TASK GOAL: What is needed is the run of lines from the one with "[locate] the grey" through the close of the data, set down exactly.

Records contained in a dataset
** START **

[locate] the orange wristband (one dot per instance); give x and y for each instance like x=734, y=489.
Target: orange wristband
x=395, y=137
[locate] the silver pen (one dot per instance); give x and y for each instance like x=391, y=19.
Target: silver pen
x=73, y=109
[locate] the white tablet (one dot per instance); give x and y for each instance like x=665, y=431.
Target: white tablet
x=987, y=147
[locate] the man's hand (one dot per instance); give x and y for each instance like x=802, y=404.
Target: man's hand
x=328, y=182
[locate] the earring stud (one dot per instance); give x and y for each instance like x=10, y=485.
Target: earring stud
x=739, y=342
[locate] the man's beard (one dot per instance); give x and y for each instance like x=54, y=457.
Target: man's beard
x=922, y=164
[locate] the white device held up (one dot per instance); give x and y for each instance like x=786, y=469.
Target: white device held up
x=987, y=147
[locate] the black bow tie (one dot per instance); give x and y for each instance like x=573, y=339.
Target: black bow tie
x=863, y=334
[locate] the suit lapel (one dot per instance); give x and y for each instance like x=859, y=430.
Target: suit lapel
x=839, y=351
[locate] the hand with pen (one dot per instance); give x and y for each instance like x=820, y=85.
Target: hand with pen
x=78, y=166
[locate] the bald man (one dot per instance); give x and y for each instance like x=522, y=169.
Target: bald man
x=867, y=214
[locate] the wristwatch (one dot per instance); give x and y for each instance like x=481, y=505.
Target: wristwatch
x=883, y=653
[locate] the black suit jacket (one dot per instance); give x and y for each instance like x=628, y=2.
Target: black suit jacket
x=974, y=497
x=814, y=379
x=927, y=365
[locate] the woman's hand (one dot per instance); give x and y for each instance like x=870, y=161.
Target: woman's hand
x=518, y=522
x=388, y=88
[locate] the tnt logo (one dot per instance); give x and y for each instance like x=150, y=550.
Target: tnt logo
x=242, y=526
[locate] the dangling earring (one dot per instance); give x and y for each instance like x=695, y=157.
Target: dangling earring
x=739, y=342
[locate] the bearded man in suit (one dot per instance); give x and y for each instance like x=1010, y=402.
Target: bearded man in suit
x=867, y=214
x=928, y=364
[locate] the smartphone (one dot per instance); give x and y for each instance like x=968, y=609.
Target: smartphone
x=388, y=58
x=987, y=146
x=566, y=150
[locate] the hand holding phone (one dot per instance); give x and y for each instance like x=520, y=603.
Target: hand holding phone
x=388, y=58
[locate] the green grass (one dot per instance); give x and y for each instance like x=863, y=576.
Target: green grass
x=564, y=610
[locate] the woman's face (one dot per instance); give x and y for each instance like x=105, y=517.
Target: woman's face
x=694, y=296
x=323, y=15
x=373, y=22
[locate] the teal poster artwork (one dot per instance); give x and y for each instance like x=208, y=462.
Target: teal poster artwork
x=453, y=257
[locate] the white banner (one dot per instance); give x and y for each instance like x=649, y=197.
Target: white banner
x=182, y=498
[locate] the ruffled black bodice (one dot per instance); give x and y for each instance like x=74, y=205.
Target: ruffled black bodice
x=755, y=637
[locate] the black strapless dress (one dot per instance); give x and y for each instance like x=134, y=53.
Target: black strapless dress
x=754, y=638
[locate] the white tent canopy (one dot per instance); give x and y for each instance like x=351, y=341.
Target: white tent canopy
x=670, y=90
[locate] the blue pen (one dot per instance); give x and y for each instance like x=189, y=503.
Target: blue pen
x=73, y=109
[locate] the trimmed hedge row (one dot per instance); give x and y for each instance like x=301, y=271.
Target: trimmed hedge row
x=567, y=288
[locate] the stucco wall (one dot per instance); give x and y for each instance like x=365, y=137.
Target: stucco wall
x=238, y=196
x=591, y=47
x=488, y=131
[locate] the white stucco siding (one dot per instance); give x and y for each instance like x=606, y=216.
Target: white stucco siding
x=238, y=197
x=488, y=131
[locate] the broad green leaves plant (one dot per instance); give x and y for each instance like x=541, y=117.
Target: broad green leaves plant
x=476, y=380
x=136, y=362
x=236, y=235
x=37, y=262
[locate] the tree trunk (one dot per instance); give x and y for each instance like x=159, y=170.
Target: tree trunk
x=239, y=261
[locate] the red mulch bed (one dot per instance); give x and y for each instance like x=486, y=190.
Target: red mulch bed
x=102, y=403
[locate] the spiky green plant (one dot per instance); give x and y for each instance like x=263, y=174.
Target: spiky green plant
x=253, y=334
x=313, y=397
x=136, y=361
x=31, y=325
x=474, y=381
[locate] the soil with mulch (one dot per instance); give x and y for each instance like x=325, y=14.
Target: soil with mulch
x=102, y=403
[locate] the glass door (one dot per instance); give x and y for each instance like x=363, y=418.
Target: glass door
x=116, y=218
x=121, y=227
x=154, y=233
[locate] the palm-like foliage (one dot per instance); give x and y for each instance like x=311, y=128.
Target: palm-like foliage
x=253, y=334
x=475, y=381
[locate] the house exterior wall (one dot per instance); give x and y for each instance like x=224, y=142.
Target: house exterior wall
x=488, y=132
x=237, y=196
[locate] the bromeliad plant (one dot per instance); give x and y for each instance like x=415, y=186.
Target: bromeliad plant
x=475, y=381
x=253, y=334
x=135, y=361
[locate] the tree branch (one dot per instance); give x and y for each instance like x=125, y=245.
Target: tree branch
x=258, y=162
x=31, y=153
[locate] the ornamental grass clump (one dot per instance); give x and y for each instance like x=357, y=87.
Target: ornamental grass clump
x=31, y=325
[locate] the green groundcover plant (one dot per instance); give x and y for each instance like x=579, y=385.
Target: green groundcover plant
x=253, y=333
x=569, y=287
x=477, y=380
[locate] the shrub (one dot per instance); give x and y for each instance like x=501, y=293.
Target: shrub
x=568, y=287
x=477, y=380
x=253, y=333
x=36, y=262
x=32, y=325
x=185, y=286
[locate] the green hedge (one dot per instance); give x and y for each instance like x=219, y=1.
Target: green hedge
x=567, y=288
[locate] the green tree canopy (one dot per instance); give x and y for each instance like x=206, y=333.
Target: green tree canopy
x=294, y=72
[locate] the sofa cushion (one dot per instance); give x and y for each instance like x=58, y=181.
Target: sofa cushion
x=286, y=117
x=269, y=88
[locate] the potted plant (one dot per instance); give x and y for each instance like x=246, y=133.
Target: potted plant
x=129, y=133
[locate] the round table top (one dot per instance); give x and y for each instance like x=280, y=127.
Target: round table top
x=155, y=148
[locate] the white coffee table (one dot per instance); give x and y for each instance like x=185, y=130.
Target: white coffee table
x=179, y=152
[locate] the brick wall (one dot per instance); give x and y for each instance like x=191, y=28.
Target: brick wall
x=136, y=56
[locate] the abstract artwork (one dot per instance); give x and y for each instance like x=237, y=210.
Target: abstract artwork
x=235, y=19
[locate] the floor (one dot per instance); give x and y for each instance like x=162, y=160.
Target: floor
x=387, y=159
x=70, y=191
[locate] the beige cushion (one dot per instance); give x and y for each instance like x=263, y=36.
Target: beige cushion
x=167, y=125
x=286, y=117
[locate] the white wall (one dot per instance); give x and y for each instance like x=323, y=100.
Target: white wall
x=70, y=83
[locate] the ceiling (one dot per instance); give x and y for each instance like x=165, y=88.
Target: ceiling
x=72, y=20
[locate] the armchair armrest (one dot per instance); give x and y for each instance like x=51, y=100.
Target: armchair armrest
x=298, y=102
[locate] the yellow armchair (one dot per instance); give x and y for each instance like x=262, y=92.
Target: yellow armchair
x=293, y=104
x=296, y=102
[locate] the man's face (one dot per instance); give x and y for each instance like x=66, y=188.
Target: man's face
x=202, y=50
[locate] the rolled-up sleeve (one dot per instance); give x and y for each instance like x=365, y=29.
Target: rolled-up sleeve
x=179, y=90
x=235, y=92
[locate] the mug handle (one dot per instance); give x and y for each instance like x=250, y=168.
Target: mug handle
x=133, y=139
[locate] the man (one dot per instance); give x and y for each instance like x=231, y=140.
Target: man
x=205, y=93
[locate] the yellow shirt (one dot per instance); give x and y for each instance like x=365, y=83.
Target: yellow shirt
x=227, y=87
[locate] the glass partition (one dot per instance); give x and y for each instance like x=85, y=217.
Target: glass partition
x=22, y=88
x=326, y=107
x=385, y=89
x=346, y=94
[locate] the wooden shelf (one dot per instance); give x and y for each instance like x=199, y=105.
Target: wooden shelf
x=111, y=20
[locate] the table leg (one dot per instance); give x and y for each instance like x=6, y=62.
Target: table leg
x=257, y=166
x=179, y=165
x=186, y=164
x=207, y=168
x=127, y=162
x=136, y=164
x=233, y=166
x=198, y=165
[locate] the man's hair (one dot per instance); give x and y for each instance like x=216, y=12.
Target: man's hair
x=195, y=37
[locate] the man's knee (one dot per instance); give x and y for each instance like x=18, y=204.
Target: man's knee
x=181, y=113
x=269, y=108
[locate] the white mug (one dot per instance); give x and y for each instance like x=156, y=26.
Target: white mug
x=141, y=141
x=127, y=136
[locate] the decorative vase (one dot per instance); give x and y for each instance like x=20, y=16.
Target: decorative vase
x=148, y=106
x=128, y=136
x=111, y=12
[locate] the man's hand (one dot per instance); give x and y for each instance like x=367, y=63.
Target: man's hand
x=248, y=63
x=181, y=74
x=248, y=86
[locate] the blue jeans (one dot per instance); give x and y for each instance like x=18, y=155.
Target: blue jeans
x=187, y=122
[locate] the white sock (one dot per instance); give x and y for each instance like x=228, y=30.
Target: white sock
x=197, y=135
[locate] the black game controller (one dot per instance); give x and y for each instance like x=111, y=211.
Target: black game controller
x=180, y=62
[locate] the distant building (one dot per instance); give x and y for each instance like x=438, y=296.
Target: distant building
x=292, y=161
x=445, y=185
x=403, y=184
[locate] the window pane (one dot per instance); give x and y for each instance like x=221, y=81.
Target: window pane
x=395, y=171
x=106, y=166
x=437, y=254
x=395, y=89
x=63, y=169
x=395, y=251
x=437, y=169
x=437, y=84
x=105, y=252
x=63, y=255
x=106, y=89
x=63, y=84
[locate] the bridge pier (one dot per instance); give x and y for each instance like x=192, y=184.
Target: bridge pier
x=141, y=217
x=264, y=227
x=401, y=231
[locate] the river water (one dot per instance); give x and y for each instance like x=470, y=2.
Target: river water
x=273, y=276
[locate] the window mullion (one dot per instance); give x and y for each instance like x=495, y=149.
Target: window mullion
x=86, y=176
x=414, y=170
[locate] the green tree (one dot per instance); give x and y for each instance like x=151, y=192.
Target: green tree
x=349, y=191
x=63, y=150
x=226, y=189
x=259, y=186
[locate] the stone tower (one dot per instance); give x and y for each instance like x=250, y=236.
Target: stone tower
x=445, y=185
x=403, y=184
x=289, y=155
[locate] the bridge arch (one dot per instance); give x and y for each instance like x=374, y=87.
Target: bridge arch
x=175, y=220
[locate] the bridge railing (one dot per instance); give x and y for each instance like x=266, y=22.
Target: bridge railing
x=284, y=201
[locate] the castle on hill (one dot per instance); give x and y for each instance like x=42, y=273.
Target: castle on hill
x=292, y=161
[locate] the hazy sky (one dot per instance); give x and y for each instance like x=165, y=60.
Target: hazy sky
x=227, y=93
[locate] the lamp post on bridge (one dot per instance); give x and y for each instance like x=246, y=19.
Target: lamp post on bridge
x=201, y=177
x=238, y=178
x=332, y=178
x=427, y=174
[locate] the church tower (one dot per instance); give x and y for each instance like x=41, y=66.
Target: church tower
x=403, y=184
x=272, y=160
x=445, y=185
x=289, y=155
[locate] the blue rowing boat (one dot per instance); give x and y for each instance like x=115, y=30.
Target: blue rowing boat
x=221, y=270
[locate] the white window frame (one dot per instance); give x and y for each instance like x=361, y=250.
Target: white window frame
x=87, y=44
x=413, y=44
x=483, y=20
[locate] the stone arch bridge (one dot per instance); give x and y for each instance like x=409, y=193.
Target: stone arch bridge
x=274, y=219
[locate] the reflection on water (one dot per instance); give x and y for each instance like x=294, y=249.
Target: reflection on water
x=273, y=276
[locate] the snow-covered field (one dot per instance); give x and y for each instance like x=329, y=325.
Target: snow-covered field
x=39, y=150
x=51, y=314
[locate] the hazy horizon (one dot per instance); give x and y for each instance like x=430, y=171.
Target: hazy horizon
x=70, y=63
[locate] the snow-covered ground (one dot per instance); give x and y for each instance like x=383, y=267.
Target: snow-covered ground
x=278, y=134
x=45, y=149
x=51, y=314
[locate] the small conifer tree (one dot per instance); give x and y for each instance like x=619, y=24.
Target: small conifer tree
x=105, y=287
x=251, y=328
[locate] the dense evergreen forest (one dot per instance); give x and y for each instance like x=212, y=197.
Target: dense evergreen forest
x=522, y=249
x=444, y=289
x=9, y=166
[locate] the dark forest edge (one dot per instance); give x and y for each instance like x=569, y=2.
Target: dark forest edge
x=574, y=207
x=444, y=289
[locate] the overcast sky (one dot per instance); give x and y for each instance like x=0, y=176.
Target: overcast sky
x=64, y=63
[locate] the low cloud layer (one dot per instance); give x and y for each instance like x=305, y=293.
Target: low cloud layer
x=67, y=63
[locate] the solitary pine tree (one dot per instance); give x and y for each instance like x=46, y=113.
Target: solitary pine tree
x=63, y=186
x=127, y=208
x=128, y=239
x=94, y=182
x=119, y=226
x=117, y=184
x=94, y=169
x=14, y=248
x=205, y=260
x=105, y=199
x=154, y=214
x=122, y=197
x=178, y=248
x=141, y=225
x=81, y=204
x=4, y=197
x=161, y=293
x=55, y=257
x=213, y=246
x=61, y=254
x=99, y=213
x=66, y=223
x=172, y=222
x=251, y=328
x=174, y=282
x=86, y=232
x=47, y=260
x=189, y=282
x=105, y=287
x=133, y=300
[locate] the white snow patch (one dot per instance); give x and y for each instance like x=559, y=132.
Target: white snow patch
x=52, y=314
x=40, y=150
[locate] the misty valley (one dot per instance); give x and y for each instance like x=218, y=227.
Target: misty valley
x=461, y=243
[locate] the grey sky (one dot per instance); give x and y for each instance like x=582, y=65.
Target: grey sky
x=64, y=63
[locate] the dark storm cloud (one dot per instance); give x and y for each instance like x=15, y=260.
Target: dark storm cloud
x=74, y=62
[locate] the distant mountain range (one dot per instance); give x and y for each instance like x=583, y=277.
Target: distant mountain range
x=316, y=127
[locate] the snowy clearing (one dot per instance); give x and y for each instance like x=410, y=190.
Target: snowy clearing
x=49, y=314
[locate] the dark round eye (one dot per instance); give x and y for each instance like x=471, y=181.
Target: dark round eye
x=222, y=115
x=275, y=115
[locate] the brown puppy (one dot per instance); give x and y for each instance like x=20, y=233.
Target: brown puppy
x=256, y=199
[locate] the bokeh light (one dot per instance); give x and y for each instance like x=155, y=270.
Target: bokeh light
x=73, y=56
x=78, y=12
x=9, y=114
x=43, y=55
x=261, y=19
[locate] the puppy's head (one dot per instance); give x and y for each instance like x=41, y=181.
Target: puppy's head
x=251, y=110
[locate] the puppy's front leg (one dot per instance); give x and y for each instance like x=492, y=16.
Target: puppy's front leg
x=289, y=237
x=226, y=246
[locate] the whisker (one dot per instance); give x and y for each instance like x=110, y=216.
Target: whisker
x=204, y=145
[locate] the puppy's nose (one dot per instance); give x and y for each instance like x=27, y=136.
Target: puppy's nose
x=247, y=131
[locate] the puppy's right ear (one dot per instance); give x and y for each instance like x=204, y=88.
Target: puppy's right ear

** END **

FINAL RESULT:
[locate] the grey sky (one dot per instance); give x and y for each instance like x=582, y=65.
Target: grey sky
x=64, y=63
[locate] the dark storm cloud (one dot per instance); give x and y for each instance like x=15, y=260.
Target: dark storm cloud
x=74, y=62
[locate] the distant mountain range (one dot per instance); give x and y for each instance like x=583, y=277.
Target: distant mountain range
x=316, y=127
[locate] the snowy clearing (one dot per instance); give x and y for each instance like x=410, y=190.
Target: snowy clearing
x=49, y=314
[locate] the dark round eye (one dot per instance); give x and y for each instance like x=471, y=181.
Target: dark round eye
x=222, y=115
x=275, y=115
[locate] the brown puppy (one dot per instance); give x and y for each instance like x=20, y=233.
Target: brown puppy
x=256, y=199
[locate] the bokeh light (one dot per instance); give x and y for each instance like x=155, y=270.
Target: bokeh light
x=73, y=56
x=78, y=12
x=9, y=114
x=43, y=55
x=261, y=19
[locate] the puppy's head (one dot per instance); give x and y for each instance like x=41, y=181.
Target: puppy's head
x=251, y=110
[locate] the puppy's front leg (one dot per instance); give x and y for each instance like x=492, y=16.
Target: puppy's front leg
x=289, y=237
x=226, y=246
[locate] the whisker (one dot per instance); give x and y for each instance like x=110, y=216.
Target: whisker
x=204, y=145
[locate] the puppy's nose (one dot per instance); give x and y for each instance like x=27, y=136.
Target: puppy's nose
x=247, y=131
[locate] the puppy's right ear (one dot per instance); give x and y for each instance like x=204, y=88.
Target: puppy's right ear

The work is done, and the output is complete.